香港のセックスワーカーのための組織「青鳥」と「午夜藍」がサイト設立
香港にあるセックスワーカーのための組織は、「紫藤」(1996年設立。ブログ)が有名ですが、昨年「青鳥」もサイトを設立しました(「青鳥」のサイト)。
「青鳥(Action for REACH OUT)」は1993年に設立され、香港だけでなく、中国大陸やタイ、フィリピンなど外国から来たセックスワーカーのサポートにも力を入れています(「関於青鳥」)。
「青鳥」については、すでに岡崎千佳さんが「セックスワーカーをサポート 『青鳥』」として『女たちの21世紀』41号(2005年冬号)で簡単にレポートしておられます。岡崎さんによると、「青鳥」は、もともとはヨーロッパから来た3人の女性によって設立された団体だとのことです。
「青鳥」はサービスセンターも持っていて、そこでさまざまな活動をしています。たとえば──
・電話相談
・転介服務(referral service)‥‥セックスワーカーに法律相談、健康診断、臨時シェルターなどの紹介。

記録データ —
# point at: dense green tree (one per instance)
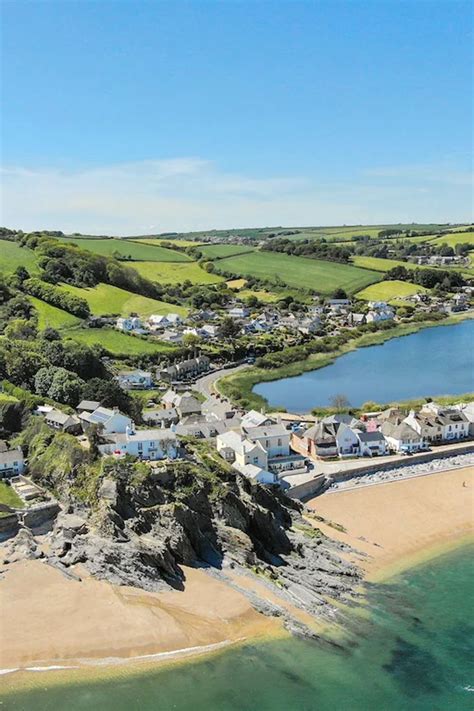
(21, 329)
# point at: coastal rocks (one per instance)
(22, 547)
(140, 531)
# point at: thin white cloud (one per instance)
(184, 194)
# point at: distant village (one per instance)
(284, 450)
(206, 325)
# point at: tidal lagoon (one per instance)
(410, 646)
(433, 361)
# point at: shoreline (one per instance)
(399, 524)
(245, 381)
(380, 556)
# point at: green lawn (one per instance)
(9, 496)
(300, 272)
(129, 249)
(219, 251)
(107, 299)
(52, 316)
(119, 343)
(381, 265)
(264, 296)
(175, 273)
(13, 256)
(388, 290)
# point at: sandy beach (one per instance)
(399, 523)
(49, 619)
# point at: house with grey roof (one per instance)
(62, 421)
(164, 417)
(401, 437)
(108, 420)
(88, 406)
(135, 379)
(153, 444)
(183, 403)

==

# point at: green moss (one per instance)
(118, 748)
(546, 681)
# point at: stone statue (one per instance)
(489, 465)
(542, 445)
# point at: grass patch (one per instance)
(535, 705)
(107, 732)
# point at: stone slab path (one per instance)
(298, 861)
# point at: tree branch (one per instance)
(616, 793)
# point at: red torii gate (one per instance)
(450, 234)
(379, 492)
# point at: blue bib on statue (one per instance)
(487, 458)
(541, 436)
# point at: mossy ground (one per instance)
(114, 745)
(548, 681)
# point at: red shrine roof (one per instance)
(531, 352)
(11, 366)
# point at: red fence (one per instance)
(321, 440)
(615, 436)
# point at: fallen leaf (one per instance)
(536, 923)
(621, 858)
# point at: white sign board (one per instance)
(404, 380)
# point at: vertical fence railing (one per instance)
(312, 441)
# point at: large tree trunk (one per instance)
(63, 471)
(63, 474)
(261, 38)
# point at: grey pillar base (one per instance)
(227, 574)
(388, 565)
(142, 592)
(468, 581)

--

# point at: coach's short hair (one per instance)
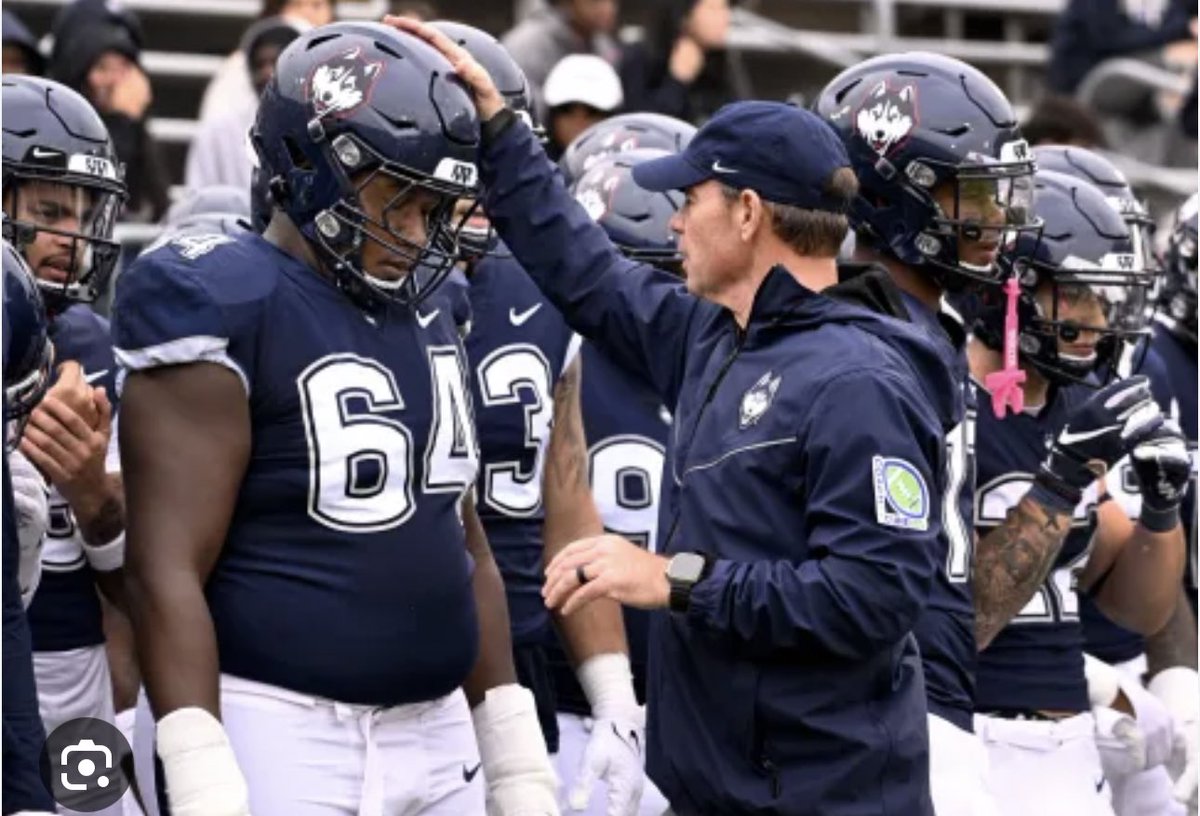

課題一覧 —
A. 香港のセックスワーカー支援団体に関する本文のうち、「香港のセックスワーカーのための組織「青鳥」と「午夜藍」がサイト設立」から「立された団体だとのことです。」までを、末尾の語句も含めて正確に打ち直してください。
B. 香港のセックスワーカー支援団体に関する本文を、最後の文に続けて書き進めてください。
上記の資料は、本文とは別の出典から得られたものです。

解答 —
A.
香港のセックスワーカーのための組織「青鳥」と「午夜藍」がサイト設立
香港にあるセックスワーカーのための組織は、「紫藤」(1996年設立。ブログ)が有名ですが、昨年「青鳥」もサイトを設立しました(「青鳥」のサイト)。
「青鳥(Action for REACH OUT)」は1993年に設立され、香港だけでなく、中国大陸やタイ、フィリピンなど外国から来たセックスワーカーのサポートにも力を入れています(「関於青鳥」)。
「青鳥」については、すでに岡崎千佳さんが「セックスワーカーをサポート 『青鳥』」として『女たちの21世紀』41号(2005年冬号)で簡単にレポートしておられます。岡崎さんによると、「青鳥」は、もともとはヨーロッパから来た3人の女性によって設立された団体だとのことです。

B.
・朋輩教育(peer education)……訓練を通じて、セックスワーカーの自己主張、組織化、エンパワメントを助ける。
もちろん、センターの外でも活動をおこなっています。
・外展服務(outreach service)……セックスワーカーの仕事の場に出向いて、健康のための教育や権益擁護のための活動をする。
・公衆教育……セックスワーカーに対する市民の理解を深めもらって、誤解や偏見をなくし、セックスワーカーに対する関心や支持を獲得する。
・提案‥‥政府の政策や法律について研究や弾劾、提案をする。長期的にはセックスワークの非犯罪化を目標にしている。
・研究‥‥セックスワーカーのニーズや状況を研究する。職業上の安全・健康、法律上の権益、差別、スティグマについてなど。
このサイトでは、ニュースレター『Reaching Out 展翅』を読むこともできます(「青鳥通訊―《展翅》」)。
また、「研究」のページでは、次の2つの研究報告を全文、読むことができます。
1.香港の女性セックスワーカーの職業上の安全についてのアンケート調査報告(『香港女性性工作者職業安全問巻調査(報告)』[PDFファイル。中国語]2007年6月)
この調査で取り上げられているのは、客がコンドームを使用しない、客が事後に代金の支払いを拒絶する、客の暴力(同意していない性行為の強要など)、仕事場で強盗にあう、警官や警官だと自称する者に恐喝や強要にあう、といった問題です。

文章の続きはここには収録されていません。